■ **Written problem**: Copy every row below that contains the word "each". Matching is case-sensitive, so a row counts only if the capitalization is the same.

■ **Material to process**:
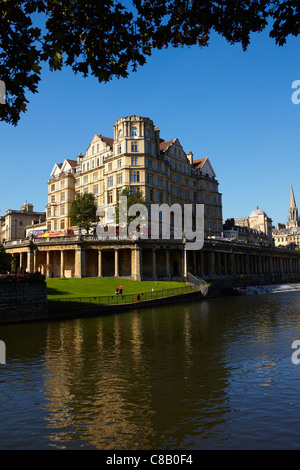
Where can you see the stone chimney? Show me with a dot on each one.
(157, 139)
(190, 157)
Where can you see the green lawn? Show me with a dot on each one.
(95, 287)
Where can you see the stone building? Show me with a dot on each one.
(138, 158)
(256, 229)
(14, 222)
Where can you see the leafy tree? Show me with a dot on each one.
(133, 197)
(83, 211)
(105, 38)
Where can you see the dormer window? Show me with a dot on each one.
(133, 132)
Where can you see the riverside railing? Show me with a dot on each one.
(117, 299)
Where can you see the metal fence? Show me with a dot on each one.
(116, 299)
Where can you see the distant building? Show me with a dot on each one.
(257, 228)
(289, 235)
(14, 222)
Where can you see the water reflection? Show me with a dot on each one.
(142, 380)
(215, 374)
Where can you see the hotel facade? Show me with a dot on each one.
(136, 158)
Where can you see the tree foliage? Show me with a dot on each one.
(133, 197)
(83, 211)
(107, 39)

--

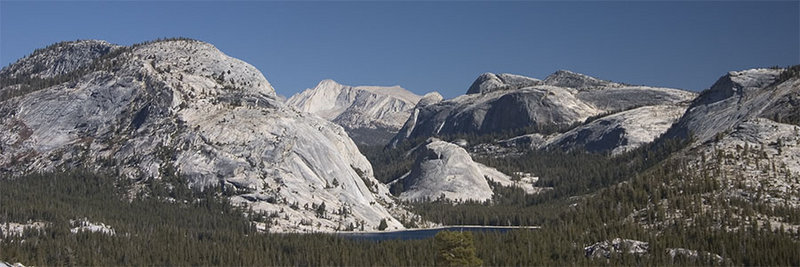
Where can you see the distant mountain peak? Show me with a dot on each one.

■ **Written answer**:
Where can you see the stone chimney? Show me with a dot on each one.
Where can you see the green lawn? Show me with a dot on each one.
Where can you see the stone building? Show me with a dot on each one.
Where can you see the leafy tree? Show me with a dot on each one.
Where can you see the dormer window? Show me with a dot on each one.
Where can you see the riverside railing? Show me with a dot on each one.
Where can you see the metal fence? Show me with a dot on each one.
Where can you see the distant building? Show me with a dot on each one.
Where can you see the water reflection? Show me with a dot on each one.
Where can you see the hotel facade? Show me with a dot on each one.
Where can you see the tree foliage? Show me with a dot on each one.
Where can you see the distant mountain peak? Show me with a dot on each one.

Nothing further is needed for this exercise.